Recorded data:
------------

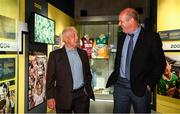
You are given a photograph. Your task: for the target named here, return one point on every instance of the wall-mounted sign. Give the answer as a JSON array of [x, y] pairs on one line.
[[170, 35], [171, 45]]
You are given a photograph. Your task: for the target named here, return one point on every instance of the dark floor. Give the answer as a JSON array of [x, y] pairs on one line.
[[104, 104]]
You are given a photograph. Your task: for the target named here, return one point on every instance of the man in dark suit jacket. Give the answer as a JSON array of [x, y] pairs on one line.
[[134, 78], [69, 77]]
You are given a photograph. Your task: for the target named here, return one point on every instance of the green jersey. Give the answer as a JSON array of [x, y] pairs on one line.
[[165, 84]]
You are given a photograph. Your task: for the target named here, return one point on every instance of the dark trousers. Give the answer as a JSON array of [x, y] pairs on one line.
[[80, 103], [124, 98]]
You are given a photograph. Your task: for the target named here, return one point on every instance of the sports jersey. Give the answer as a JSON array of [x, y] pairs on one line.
[[166, 84], [100, 48], [87, 45]]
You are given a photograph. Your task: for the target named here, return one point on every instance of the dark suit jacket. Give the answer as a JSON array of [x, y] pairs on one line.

------------

Do this: Turn the recorded data above into a numbered list, one line per item, skipping blank lines and covering every record. Leave the pictures out.

Exercise answer:
1. You are given a photograph. Your task: for the target named here, return one point on every instance of the wall-mounted sign. Give the answer as a JSON array of [x, y] pairs on one line.
2. [[170, 35], [171, 45]]
3. You are given a photograph. Your task: for the target named here, return one point on every instance of the dark floor. Give the answer as a JSON array of [x, y] pairs on one line.
4. [[104, 104]]
5. You are given a photograph. Your task: for the target named here, return one point on every instance of the man in dark suit jacket. Give the answer as a JSON array of [x, y] pairs on one line.
6. [[134, 78], [69, 77]]
7. You are given a photograph. Your task: for the target named here, return one point on every instance of the green jersey. Give the answer as a JSON array of [x, y] pairs on one line.
8. [[165, 84]]
9. You are given a photograph. Your task: for the target named here, return one point on every instance of the dark trousers. Give the answer as a JSON array of [x, y] pairs on one line.
10. [[80, 103], [124, 98]]
11. You are given a photograph. Your task: for the target named here, return one point on every instance of the sports jersey. Give the answer as a JSON array of [x, y] pairs on one line.
12. [[166, 84], [100, 48], [87, 45]]
13. You are given a photograph. Your task: for the target named here, return one point on every instance of the dark suit jacket. Give the answer as a JSON array of [x, y] pairs on one line.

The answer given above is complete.